In the Ruby Barker profile, rewrite the stretch from "- Born: 23 December" through "actress (born 1996)", replacing "Occupation" with "Profession".

■ Given passage
****************
- Born: 23 December 1996 (age 29) Islington, London, England
- Occupation: Actress
- Years active: 2015–present

= Ruby Barker =

British actress (born 1996)

Ruby Barker (born 23 December 1996) is a British actress. She is best known for playing Marina in the Netflix period drama Bridgerton (2020–2022). She was awarded Best Actress at the British Urban Film Festival for her starring role in the film How to Stop a Recurring Dream (2020).

==Early life==
Barker was born in Islington to parents from Ireland and Montserrat. She joined her sister Harriet in the foster care system just after she was born, and the two were adopted. Barker spent her early childhood in London and Winchester before growing up in Glasgow until her teen years. While living in Glasgow, she took weekend classes at the Elizabeth Murray School of Dance. Her earliest acting experience was in an RBS advertisement.

Her parents eventually separated, and Barker moved to Church Fenton, a village in the Selby District of Yorkshire, with her mother and stepmother. She attended Tadcaster Grammar School nearby. She planned to study international relations at the London School of Economics after taking a gap year, but decided to pursue drama instead. She worked at the National Railway Museum in York while participating in local theatre productions.

==Career==
Barker played Mercy and Titivillus in the 2015 National Centre for Early Music production of Mankind. She was discovered by Royal Shakespeare Company director Phillip Breen, who cast her as Mary in the 2016 York Mystery Plays and helped her get signed with an agency. Barker then began to appear on television, landing a recurring role as Daisie in the fifth series of the CBBC teen fantasy series Wolfblood. In 2018, Barker starred as Private Sarah Findlay in the play Of Close Quarters at Sheffield Theatres.
****************
■ Available data
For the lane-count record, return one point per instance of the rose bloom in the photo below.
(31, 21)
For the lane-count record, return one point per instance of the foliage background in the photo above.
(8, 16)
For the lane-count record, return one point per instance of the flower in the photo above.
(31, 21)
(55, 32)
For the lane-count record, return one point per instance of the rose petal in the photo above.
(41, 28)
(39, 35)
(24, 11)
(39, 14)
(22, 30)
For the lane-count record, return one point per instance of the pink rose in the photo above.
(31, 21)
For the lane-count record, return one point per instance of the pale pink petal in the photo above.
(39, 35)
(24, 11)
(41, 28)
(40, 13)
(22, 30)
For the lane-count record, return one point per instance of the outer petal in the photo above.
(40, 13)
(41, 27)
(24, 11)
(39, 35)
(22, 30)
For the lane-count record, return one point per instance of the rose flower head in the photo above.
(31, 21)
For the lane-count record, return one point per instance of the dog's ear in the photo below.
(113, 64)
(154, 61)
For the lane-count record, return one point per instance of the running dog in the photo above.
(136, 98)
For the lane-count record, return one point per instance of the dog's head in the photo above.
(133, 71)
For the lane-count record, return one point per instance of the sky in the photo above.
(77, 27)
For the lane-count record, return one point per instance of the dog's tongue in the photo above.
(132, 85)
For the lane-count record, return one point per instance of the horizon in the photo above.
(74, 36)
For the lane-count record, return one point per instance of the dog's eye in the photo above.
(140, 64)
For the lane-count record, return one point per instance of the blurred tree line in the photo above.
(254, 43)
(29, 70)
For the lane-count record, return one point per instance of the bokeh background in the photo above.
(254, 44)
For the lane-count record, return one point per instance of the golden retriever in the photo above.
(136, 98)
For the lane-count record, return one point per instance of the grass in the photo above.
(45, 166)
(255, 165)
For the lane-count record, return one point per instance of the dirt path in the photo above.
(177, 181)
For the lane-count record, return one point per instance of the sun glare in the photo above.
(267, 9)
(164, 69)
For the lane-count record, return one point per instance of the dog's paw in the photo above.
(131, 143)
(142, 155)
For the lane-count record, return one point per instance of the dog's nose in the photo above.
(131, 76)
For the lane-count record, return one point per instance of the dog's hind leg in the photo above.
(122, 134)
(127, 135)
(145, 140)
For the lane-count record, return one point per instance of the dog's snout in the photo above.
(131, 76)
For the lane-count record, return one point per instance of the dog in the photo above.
****************
■ Exercise response
- Born: 23 December 1996 (age 29) Islington, London, England
- Profession: Actress
- Years active: 2015–present

= Ruby Barker =

British actress (born 1996)